- **Short task 1**: According to the passage on gravity wave parameterizations, what three kinds of damping must parameterizations for thermosphere GCMs account for?
- **Short task 2**: How many lines in the listing contain the string "partially"? Reply with the number only.

- **Quoted passage**:

Gravity wave parameterizations suitable for thermosphere GCMs must account also for damping by molecular diffusion, thermal conduction, and ion friction. This is usually done by incorporating the respective dissipation terms into the complex dispersion relation in the form of imaginary parts of frequencies. The first parameterization of this kind has been proposed by Matsuno (1982), and the most recent derivation for molecular diffusion and thermal conduction has been performed by Vadas and Fritts (2005). This approach is based on the assumption that dissipation is relatively weak, where the degree of “weakness” depends on the characteristics of the harmonic and the background flow. This assumption constitutes another limitation on GW parameterizations. Molecular viscosity grows exponentially with height in the thermosphere, and eventually, the dissipation terms can significantly exceed all other balancing terms in the equations for waves. This means that GWs degenerate into other types (“viscous waves”) and can no longer be considered within the parameterization framework.

We illustrate the principles outlined above and discuss some general details of implementation into a GCM using the extended nonlinear GW parameterization (Yiğit et al. 2008).

The extended nonlinear spectral gravity wave parameterization

The word “extended” denotes that the parameterization has been extended to account for wave propagation in the thermosphere in accordance with the requirements outlined above (Yiğit and Medvedev 2013). It solves the equation for the vertical structure of the horizontal momentum flux (per unit mass) \(\overline{u^\prime w^\prime }\) associated with the harmonic j from a given spectrum of waves:
$$\begin{aligned} \frac{\mathrm{{d}} \overline{u^\prime w^\prime }_j}{\mathrm{{d}}z}= -\biggl ( \frac{\rho _z}{\rho } + \beta ^j_\mathrm{{tot}} \biggl ) \overline{u^\prime w^\prime }_j, \end{aligned}$$
(1)

- **Recorded data**:
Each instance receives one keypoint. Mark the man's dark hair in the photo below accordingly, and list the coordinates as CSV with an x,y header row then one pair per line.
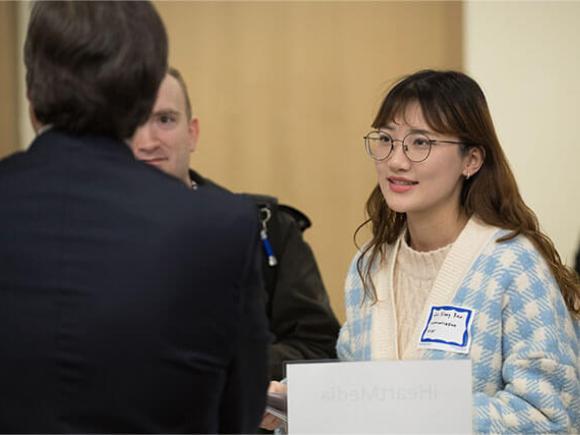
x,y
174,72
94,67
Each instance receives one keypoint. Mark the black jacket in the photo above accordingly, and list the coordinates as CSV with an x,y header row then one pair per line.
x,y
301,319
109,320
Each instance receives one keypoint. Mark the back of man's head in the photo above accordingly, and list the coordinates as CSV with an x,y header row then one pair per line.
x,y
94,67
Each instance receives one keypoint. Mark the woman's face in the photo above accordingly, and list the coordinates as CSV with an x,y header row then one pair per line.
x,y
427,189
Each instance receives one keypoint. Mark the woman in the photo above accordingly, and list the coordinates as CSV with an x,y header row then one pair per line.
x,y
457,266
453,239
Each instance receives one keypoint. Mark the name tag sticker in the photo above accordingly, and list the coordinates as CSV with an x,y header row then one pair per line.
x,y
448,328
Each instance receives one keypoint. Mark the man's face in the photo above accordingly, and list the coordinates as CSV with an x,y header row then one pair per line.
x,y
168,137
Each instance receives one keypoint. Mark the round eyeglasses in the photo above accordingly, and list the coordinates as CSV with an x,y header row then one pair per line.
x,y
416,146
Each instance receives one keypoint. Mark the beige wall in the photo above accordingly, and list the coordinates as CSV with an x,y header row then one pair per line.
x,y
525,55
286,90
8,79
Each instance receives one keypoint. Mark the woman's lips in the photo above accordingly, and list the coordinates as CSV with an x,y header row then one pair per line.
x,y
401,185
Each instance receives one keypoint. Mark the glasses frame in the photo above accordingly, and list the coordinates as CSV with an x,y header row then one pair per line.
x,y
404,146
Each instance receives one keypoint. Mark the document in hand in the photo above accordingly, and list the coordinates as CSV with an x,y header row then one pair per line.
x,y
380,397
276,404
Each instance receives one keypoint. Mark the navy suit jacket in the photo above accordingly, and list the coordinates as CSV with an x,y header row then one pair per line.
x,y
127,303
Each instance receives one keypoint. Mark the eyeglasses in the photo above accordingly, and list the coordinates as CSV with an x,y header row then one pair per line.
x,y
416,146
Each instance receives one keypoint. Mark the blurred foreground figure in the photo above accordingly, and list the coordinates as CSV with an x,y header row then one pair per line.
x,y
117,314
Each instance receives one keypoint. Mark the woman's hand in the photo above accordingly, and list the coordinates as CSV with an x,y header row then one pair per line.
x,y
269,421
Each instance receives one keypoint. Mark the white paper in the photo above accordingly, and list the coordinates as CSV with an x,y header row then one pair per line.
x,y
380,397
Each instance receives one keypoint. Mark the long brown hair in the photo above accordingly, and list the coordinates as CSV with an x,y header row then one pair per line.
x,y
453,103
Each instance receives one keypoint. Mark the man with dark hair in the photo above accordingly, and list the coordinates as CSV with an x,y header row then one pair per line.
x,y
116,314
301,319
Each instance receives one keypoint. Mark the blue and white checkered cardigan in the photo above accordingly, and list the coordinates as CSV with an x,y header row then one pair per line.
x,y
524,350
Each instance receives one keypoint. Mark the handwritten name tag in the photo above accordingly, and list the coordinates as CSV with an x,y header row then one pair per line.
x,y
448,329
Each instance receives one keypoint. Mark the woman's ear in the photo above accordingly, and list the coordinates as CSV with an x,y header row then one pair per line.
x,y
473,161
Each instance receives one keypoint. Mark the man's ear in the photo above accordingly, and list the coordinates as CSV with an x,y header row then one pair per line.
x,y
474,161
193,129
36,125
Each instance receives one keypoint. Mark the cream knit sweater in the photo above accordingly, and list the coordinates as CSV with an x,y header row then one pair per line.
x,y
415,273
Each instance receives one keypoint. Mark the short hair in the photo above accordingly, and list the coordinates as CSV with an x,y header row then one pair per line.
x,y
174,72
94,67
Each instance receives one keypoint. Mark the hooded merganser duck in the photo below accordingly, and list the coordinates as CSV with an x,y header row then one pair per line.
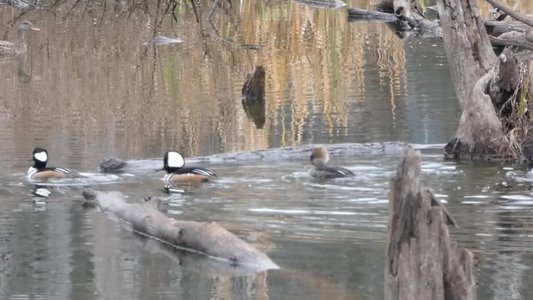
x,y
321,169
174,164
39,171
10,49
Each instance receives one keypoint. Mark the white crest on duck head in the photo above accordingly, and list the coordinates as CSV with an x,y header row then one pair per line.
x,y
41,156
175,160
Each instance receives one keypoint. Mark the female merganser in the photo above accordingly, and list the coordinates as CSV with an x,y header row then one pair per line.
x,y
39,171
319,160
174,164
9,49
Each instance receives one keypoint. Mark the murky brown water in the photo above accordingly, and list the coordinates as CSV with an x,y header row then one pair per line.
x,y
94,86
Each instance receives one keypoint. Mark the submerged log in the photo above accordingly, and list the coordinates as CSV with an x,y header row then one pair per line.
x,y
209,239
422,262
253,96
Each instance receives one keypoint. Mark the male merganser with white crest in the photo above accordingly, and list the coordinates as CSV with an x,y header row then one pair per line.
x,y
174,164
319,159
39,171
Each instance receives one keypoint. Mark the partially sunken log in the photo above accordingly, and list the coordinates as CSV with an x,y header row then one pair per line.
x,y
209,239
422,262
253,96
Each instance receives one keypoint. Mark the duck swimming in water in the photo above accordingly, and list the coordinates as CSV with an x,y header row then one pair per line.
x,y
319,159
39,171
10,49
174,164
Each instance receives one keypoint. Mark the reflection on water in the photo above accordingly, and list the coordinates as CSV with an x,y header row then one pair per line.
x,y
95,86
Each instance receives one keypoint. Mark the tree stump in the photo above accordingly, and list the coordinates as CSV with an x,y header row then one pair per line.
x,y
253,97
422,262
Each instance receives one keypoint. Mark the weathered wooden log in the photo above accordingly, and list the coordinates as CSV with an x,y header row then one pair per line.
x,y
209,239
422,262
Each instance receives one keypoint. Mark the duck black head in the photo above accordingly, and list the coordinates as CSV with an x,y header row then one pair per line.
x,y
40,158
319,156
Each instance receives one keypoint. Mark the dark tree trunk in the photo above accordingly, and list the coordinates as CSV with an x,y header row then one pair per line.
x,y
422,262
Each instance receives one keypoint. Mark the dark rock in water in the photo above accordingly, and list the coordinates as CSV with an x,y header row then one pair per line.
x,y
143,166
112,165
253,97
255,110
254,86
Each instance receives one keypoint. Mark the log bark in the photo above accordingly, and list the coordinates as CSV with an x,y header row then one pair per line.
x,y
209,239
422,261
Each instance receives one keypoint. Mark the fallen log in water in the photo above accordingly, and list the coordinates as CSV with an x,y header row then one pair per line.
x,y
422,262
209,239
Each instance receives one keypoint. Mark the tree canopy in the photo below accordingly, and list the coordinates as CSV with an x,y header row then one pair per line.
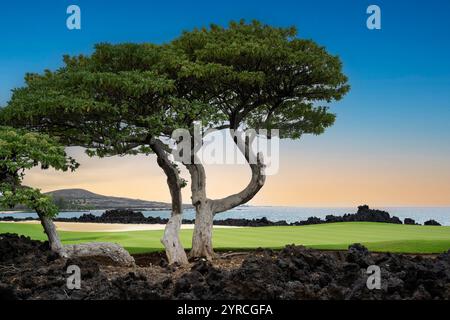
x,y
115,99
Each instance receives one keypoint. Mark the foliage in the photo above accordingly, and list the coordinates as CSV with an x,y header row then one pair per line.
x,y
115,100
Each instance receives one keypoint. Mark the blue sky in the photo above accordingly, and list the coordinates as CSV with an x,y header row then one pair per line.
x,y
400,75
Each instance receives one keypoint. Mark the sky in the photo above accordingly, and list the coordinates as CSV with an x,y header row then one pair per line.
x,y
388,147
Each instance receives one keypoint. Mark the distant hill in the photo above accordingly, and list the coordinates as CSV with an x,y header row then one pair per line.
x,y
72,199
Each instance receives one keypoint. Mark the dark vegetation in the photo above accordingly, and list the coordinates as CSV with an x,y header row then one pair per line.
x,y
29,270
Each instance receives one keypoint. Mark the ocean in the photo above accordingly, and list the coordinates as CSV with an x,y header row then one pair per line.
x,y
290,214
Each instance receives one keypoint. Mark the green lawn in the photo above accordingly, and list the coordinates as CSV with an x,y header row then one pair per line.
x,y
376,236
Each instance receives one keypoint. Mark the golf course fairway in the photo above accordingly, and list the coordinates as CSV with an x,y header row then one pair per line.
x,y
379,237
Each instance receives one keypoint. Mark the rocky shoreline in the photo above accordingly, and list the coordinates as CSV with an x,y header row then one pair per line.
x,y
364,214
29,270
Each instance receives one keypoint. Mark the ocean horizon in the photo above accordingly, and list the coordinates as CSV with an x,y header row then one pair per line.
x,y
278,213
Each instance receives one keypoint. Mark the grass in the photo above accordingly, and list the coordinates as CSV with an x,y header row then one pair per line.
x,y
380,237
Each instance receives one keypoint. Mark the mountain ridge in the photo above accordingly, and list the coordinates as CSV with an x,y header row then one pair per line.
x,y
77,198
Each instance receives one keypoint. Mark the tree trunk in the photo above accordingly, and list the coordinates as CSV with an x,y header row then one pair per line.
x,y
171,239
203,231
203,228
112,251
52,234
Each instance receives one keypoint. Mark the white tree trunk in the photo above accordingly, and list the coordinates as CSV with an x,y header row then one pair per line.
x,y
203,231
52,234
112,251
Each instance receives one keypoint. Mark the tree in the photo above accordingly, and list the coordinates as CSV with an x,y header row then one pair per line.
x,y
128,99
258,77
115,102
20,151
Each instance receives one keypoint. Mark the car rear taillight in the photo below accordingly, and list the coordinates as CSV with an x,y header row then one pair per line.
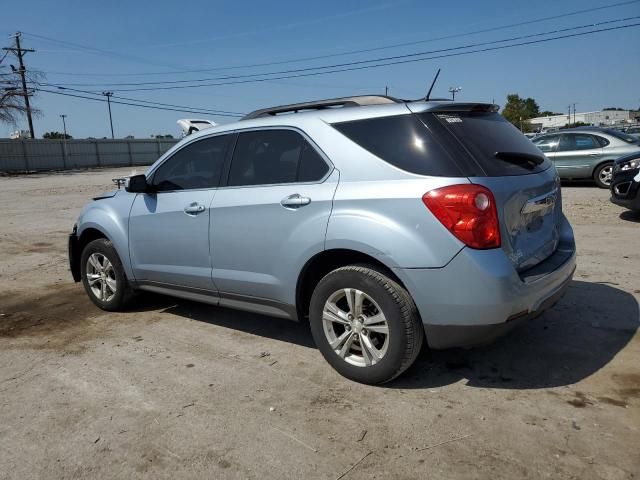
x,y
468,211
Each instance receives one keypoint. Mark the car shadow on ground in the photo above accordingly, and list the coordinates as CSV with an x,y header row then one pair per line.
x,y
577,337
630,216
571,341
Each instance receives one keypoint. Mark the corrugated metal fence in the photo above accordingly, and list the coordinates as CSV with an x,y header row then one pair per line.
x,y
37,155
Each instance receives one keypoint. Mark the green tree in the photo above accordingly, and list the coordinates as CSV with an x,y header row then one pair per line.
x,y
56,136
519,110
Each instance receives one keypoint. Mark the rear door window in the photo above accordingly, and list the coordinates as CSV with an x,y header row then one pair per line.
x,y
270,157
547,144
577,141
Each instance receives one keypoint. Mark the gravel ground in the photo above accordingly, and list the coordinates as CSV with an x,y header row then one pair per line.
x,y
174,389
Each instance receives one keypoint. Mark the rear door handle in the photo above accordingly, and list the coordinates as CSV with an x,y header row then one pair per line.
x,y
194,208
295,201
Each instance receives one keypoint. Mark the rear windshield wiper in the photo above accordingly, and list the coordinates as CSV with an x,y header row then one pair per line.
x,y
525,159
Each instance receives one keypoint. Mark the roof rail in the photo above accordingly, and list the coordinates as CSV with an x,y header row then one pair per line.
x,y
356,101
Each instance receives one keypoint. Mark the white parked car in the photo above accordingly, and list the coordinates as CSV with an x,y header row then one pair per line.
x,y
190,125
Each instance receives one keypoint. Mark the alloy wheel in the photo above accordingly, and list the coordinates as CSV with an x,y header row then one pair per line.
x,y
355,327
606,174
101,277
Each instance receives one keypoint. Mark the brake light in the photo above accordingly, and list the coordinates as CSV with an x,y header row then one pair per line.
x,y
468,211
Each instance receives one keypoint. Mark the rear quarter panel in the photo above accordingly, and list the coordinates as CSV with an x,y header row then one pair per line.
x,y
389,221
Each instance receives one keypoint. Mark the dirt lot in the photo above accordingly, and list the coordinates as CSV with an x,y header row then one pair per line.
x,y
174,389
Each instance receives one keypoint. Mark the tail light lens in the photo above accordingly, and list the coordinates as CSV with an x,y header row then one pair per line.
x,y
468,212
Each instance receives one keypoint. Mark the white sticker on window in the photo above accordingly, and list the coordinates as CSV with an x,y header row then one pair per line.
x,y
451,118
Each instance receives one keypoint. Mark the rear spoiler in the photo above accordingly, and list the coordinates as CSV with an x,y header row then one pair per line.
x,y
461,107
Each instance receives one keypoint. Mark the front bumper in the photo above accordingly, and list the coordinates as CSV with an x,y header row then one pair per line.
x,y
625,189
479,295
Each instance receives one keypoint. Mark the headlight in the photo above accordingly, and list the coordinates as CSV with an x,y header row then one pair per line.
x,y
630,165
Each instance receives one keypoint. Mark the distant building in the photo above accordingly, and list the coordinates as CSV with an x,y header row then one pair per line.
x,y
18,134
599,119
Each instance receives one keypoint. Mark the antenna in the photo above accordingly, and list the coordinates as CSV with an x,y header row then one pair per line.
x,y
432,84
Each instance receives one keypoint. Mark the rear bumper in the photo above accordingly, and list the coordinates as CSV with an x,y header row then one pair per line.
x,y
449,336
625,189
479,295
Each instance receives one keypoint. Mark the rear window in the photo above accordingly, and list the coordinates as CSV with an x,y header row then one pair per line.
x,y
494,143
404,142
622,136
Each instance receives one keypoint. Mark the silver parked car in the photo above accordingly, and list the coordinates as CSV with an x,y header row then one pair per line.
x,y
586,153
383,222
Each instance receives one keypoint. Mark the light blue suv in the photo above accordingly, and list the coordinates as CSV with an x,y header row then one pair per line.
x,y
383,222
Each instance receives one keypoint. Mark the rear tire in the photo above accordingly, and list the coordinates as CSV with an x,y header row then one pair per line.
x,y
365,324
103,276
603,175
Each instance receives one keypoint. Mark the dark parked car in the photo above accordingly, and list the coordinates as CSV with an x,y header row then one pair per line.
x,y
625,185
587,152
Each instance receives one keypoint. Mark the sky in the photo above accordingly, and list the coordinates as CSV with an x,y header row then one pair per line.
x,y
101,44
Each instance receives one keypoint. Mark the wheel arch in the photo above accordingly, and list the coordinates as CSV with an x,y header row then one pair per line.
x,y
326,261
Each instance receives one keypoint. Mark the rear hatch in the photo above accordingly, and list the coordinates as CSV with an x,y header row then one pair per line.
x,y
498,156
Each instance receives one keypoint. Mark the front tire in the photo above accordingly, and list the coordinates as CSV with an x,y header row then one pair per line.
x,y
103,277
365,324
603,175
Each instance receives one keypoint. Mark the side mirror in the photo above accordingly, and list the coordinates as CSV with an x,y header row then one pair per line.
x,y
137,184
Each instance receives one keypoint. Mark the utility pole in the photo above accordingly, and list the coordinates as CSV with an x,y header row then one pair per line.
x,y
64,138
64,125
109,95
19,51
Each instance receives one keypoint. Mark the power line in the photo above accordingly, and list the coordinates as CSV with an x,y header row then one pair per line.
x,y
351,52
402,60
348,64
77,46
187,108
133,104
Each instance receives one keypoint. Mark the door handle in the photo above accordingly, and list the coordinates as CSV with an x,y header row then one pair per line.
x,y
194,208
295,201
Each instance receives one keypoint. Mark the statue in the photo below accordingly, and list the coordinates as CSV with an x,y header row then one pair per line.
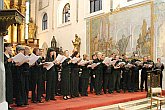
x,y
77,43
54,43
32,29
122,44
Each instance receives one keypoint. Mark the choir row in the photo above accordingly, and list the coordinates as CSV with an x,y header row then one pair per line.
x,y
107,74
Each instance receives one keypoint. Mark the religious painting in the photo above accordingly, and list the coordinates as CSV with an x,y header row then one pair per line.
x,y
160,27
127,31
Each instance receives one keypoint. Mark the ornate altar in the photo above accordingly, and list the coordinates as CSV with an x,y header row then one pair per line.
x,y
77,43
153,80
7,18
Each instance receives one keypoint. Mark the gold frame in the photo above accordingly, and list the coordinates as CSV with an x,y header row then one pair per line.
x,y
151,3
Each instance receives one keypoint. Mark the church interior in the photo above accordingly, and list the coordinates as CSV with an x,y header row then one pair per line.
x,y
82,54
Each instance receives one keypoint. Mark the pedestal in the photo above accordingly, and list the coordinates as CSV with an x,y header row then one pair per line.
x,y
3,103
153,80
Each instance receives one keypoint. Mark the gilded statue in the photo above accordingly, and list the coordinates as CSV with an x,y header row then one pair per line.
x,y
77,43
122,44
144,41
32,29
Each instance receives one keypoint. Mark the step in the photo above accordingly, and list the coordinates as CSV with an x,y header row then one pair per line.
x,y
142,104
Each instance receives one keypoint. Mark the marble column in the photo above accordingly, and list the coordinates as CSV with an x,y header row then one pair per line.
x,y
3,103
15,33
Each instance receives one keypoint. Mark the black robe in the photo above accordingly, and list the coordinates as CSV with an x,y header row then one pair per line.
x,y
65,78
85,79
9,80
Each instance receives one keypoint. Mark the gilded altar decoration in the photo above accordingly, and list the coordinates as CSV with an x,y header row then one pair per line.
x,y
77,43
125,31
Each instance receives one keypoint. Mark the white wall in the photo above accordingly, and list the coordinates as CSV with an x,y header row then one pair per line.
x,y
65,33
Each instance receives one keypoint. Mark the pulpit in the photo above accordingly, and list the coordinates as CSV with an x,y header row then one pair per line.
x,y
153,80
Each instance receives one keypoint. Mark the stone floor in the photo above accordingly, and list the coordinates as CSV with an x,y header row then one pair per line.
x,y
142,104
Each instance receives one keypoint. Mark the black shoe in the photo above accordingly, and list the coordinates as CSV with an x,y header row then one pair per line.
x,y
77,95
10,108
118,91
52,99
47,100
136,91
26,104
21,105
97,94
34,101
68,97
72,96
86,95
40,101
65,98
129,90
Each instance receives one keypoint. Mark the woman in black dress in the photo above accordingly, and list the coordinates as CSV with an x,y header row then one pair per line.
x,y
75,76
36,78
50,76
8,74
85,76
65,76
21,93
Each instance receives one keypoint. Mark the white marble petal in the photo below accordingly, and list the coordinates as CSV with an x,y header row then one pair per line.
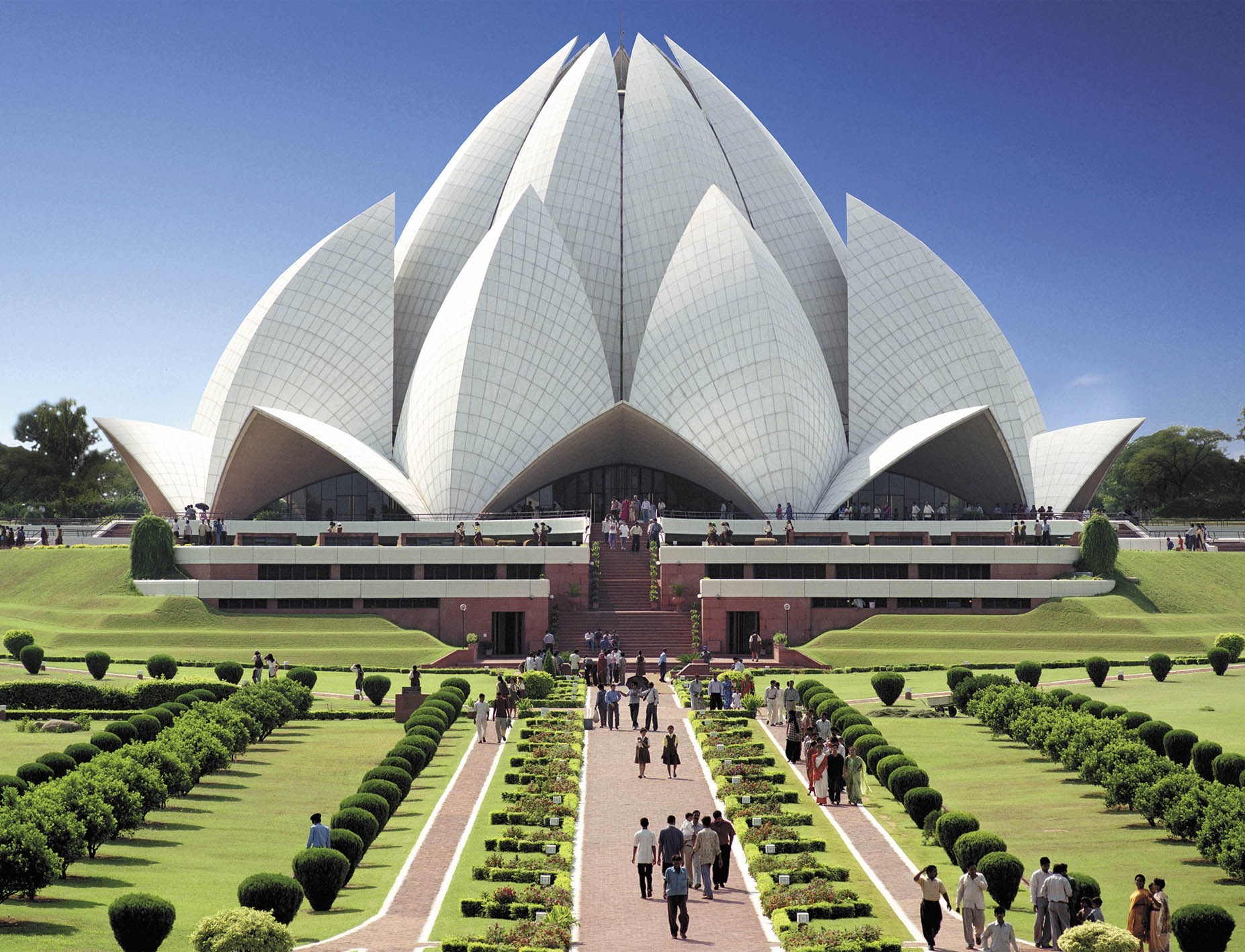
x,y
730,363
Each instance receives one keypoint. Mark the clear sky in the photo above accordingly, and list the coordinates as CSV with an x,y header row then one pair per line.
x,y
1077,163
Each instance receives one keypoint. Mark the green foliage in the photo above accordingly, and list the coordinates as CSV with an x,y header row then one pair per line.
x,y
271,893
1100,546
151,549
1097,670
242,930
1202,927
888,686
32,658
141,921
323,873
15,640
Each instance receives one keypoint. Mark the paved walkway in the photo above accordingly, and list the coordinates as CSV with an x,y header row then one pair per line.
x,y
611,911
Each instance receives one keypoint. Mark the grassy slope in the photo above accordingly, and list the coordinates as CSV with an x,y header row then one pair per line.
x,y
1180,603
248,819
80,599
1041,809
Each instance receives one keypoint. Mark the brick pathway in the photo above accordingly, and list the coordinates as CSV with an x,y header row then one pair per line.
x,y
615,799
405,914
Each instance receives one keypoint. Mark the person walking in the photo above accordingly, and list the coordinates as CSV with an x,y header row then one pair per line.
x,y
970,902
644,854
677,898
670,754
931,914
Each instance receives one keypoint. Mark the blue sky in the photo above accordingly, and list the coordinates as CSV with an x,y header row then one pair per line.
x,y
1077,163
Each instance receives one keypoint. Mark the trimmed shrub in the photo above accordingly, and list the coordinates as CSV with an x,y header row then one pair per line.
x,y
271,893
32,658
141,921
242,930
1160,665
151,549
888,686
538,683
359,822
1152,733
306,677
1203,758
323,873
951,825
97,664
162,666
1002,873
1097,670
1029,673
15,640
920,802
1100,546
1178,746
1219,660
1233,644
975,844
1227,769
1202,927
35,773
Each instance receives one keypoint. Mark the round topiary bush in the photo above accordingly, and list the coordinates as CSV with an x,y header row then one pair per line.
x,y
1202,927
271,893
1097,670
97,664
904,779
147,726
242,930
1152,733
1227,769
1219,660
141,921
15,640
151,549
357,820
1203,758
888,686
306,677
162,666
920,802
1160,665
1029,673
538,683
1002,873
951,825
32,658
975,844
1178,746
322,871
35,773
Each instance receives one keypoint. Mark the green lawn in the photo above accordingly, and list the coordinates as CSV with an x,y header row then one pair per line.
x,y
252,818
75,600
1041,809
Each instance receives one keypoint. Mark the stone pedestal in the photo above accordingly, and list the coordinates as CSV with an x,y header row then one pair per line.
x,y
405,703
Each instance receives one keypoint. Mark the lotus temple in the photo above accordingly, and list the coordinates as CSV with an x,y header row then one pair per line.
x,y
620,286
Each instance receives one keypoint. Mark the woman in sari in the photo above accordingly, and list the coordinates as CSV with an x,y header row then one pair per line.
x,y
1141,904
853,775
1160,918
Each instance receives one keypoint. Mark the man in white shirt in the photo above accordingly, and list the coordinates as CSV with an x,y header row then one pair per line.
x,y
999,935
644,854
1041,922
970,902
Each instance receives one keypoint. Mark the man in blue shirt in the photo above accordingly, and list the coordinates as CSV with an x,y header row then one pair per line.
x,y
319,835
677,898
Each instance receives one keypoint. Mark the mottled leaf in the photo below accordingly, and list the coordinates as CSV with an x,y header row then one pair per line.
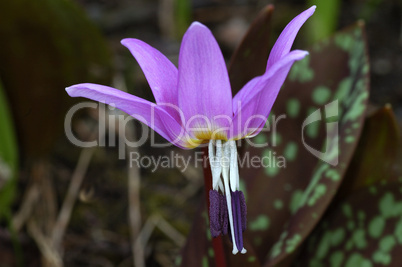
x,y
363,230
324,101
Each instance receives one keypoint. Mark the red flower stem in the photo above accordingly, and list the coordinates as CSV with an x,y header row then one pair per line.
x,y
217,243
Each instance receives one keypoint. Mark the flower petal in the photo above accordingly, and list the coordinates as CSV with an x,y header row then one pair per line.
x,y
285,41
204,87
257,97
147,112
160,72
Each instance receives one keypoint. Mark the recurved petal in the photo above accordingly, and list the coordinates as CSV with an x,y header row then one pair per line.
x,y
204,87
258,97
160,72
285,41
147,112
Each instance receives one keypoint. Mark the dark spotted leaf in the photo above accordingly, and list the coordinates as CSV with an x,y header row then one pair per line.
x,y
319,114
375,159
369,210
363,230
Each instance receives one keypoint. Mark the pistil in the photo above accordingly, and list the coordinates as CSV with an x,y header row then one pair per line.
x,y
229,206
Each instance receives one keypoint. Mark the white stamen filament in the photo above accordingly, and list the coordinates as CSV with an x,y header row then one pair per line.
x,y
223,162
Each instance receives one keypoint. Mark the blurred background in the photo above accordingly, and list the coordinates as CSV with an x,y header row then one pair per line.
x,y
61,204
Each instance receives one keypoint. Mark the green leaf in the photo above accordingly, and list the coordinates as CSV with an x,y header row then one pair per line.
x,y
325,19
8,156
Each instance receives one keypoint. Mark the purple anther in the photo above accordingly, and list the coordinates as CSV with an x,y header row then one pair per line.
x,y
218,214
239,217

- **Correct result 1**: Molecular diffusion, thermal conduction, and ion friction.

- **Correct result 2**: 1